From the data, extract every line that contains the word "skin".

──────── MATERIAL FOR THIS EXERCISE

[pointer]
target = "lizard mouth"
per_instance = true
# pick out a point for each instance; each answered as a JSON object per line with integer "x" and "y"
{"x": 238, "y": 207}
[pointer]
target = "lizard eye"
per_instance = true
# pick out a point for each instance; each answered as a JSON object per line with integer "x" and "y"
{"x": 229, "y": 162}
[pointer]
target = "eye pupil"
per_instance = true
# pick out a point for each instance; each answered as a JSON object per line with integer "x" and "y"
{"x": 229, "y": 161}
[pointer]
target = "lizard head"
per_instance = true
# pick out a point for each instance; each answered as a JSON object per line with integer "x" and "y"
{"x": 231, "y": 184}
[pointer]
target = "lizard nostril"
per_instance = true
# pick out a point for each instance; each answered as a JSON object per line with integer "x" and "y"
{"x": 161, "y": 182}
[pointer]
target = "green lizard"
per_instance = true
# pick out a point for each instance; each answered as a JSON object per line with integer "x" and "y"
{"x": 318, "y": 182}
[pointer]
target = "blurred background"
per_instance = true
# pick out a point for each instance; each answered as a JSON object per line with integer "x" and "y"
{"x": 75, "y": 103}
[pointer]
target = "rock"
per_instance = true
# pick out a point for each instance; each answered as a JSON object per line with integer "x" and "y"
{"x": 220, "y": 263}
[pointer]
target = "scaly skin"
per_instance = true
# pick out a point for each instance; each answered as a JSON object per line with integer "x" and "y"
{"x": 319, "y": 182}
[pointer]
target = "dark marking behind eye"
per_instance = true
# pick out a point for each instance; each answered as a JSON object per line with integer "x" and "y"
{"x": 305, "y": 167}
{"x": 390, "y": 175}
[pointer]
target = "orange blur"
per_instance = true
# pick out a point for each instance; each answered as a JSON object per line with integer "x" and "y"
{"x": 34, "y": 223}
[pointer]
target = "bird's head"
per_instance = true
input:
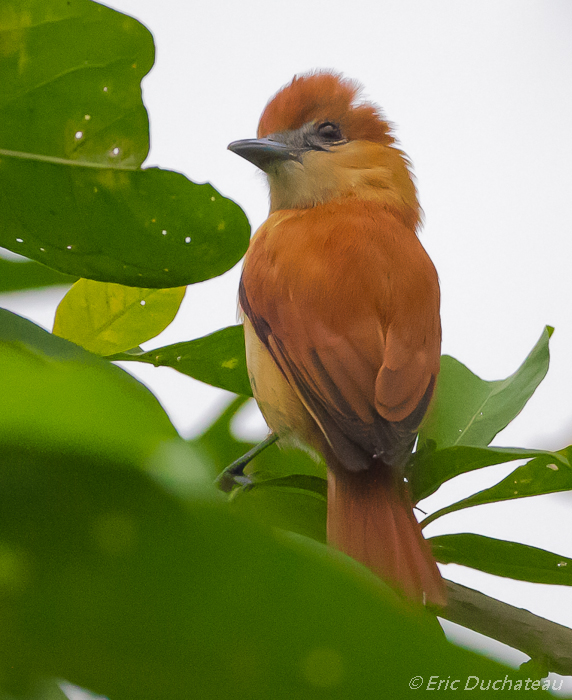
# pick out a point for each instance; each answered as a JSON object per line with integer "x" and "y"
{"x": 317, "y": 141}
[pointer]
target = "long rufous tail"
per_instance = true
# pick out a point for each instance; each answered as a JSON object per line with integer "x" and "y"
{"x": 370, "y": 518}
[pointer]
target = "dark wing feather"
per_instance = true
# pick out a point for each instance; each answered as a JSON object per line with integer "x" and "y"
{"x": 346, "y": 300}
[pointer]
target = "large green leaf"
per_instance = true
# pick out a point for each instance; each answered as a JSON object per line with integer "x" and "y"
{"x": 429, "y": 468}
{"x": 218, "y": 359}
{"x": 296, "y": 502}
{"x": 116, "y": 585}
{"x": 107, "y": 318}
{"x": 73, "y": 135}
{"x": 55, "y": 394}
{"x": 18, "y": 275}
{"x": 502, "y": 558}
{"x": 470, "y": 411}
{"x": 542, "y": 475}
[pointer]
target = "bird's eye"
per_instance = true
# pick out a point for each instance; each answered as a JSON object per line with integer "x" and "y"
{"x": 330, "y": 132}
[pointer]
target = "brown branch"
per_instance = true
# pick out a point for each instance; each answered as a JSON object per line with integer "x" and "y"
{"x": 546, "y": 642}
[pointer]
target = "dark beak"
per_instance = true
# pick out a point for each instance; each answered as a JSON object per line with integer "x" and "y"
{"x": 264, "y": 152}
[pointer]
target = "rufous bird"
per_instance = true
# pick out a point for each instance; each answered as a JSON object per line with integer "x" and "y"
{"x": 341, "y": 315}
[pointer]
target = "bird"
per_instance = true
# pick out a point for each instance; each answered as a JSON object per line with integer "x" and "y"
{"x": 340, "y": 306}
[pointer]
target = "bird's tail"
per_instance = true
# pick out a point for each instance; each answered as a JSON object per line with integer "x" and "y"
{"x": 370, "y": 518}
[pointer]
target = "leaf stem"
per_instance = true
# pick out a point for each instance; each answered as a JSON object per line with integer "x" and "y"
{"x": 544, "y": 641}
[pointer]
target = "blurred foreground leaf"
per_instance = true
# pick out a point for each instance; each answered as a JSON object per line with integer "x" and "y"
{"x": 119, "y": 587}
{"x": 55, "y": 394}
{"x": 107, "y": 318}
{"x": 297, "y": 503}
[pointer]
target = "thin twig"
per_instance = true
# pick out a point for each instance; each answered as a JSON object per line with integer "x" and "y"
{"x": 544, "y": 641}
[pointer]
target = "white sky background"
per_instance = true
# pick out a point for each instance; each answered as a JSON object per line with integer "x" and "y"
{"x": 481, "y": 96}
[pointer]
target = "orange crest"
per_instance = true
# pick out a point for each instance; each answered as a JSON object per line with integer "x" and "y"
{"x": 324, "y": 96}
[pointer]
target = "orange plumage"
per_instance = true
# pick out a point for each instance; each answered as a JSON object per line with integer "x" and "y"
{"x": 341, "y": 307}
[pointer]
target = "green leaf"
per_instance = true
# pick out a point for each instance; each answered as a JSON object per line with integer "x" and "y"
{"x": 55, "y": 394}
{"x": 18, "y": 275}
{"x": 297, "y": 503}
{"x": 107, "y": 318}
{"x": 502, "y": 558}
{"x": 73, "y": 135}
{"x": 42, "y": 689}
{"x": 429, "y": 468}
{"x": 470, "y": 411}
{"x": 122, "y": 588}
{"x": 547, "y": 473}
{"x": 218, "y": 359}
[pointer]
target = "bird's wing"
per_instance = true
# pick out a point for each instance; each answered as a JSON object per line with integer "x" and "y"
{"x": 347, "y": 303}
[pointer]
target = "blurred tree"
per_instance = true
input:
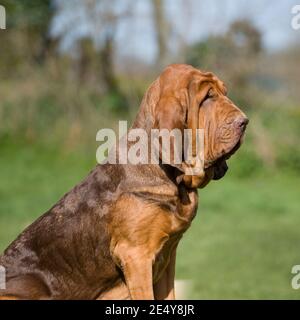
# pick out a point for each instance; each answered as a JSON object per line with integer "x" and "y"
{"x": 98, "y": 20}
{"x": 27, "y": 30}
{"x": 162, "y": 32}
{"x": 235, "y": 56}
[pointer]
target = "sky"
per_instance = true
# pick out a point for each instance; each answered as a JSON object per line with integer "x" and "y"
{"x": 191, "y": 21}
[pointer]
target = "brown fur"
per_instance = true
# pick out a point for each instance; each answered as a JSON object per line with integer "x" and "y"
{"x": 114, "y": 236}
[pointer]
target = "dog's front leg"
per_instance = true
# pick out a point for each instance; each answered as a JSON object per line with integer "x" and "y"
{"x": 136, "y": 265}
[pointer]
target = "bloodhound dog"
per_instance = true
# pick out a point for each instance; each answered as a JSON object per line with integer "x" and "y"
{"x": 114, "y": 235}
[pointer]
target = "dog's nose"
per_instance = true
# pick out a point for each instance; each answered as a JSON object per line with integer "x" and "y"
{"x": 242, "y": 122}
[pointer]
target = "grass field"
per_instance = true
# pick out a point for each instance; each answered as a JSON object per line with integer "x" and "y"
{"x": 242, "y": 244}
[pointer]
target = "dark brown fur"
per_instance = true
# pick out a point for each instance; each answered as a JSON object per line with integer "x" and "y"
{"x": 115, "y": 234}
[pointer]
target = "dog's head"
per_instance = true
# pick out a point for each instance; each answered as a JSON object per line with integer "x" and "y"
{"x": 186, "y": 98}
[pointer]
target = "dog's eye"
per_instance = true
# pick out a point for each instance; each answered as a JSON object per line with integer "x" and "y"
{"x": 210, "y": 94}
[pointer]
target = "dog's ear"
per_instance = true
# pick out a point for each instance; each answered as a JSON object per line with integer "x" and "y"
{"x": 170, "y": 116}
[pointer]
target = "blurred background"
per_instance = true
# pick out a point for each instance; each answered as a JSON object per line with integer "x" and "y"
{"x": 71, "y": 67}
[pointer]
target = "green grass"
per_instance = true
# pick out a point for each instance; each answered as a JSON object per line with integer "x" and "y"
{"x": 242, "y": 244}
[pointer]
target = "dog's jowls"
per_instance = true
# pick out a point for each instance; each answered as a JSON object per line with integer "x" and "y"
{"x": 114, "y": 236}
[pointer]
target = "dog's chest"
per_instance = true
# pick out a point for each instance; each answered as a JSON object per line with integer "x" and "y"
{"x": 179, "y": 223}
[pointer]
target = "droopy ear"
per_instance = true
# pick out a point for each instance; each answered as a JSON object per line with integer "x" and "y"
{"x": 170, "y": 115}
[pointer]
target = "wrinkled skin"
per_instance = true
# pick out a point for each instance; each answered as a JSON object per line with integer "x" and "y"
{"x": 115, "y": 234}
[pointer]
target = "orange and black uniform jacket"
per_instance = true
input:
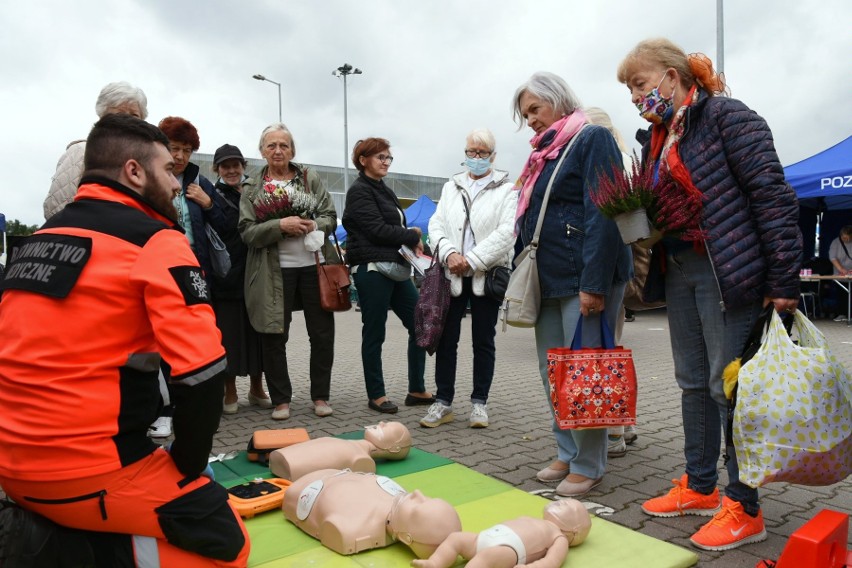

────────────────

- _WRITTEN SOLUTION_
target = "scaly skin"
target = "wrinkled skin"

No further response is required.